Records in a dataset:

= = = =

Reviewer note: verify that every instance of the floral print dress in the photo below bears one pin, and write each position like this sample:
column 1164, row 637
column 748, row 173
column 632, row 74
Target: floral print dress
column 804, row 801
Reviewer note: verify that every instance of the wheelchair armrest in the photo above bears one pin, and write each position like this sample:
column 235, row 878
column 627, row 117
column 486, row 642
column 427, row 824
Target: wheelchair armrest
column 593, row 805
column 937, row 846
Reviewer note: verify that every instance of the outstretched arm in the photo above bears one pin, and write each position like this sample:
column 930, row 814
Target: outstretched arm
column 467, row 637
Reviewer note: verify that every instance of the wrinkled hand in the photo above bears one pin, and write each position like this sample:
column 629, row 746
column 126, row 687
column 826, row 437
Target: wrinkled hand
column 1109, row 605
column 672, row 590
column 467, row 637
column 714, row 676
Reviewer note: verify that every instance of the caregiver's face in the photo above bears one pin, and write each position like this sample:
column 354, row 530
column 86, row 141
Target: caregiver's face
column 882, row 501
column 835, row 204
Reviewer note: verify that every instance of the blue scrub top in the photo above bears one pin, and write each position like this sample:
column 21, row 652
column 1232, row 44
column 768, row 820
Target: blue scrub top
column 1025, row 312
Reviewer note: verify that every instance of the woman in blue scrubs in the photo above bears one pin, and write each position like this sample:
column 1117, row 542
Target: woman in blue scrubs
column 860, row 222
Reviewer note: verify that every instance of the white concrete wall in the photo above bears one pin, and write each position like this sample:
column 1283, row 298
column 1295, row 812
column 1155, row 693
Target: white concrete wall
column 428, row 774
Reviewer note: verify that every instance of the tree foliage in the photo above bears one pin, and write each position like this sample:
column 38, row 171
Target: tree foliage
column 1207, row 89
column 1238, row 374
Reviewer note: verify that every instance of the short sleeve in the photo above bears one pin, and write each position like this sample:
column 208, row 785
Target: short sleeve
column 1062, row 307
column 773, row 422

= = = =

**TO BE DONE**
Rewrite all of the material above with every "Reviewer note" changed to "Annotator note" and nothing else altered.

**RESPONSE TO THE TASK**
Annotator note: verify that every instance of the floral print dress in the photo below bears one pin, and write each position like this sample:
column 1164, row 637
column 748, row 173
column 632, row 74
Target: floral print dress
column 804, row 801
Annotator note: verify that every instance of the wheelchair armrest in the photo above bears one pin, and write each position like this sample:
column 235, row 878
column 627, row 117
column 486, row 642
column 427, row 824
Target: wheelchair armrest
column 593, row 805
column 937, row 846
Annotator note: verify that every instance of the outstretched arm in the photo above bears one pin, and write each position like this sample:
column 930, row 814
Target: outstretched arm
column 467, row 637
Annotator note: verify that every instance of the wrinkled hand in the photo above bears one pin, and write each position like this sample:
column 629, row 746
column 126, row 687
column 826, row 437
Target: wrinkled hand
column 1109, row 605
column 672, row 590
column 467, row 637
column 714, row 676
Annotator note: verify that every instance of the caregiver's face in the photo above bears one pin, and write each position like this sample:
column 354, row 530
column 86, row 141
Target: caregiver's face
column 882, row 501
column 835, row 204
Annotator note: verify that every instance of the blue scrub top in the photo above bears one pin, and write each position like this sample:
column 21, row 652
column 1232, row 44
column 768, row 820
Target: blue scrub top
column 1025, row 312
Annotator note: verify that every instance of the woman in blue scrubs in the photo above bears one pin, and write each position like this sample:
column 1117, row 542
Target: woman in blue scrubs
column 860, row 222
Annotator note: verify that every instance of the white concrete wall in the photo above bears one pin, and write each position like this sample:
column 1283, row 298
column 1295, row 812
column 1155, row 693
Target: white concrete wall
column 428, row 774
Annotator note: verify that every instance of the tree foliage in the photo above bears one pin, and write each position like this sample:
column 38, row 171
Target: tree foliage
column 1207, row 89
column 1238, row 374
Annotator note: verify that every instance of the short sleeve in the photo above bears one pin, and write each position like this sample:
column 208, row 785
Target: short sleeve
column 1062, row 307
column 773, row 422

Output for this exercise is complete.